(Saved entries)

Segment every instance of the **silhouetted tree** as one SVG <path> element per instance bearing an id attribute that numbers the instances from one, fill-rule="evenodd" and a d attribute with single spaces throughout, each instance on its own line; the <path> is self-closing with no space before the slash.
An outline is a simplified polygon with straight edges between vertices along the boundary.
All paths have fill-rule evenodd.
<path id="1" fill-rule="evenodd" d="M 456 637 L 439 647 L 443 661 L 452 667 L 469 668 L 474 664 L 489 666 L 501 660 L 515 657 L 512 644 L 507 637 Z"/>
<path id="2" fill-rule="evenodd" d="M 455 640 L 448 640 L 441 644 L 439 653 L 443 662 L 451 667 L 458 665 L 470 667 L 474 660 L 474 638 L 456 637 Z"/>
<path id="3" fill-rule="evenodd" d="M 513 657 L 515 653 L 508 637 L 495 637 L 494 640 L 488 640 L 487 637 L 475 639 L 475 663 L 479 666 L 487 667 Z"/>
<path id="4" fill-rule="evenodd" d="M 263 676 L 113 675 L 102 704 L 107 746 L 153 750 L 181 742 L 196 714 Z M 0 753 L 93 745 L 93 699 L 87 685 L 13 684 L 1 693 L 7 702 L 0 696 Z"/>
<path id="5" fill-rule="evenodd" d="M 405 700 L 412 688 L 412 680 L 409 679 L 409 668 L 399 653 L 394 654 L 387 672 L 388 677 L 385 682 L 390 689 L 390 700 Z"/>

■ **WORK TASK**
The lines needed are the ones from the first line of the entries through the line that contains "An outline is", given again without any change.

■ **FINISHED EXERCISE**
Segment every instance of the **silhouetted tree** as one SVG <path> element per instance bearing an id attribute that numbers the instances from one, fill-rule="evenodd" and a d attribute with single spaces throughout, each instance on its own line; the <path> is self-closing with no space before the slash.
An outline is a simplified polygon with straight edges between vertices along the boundary.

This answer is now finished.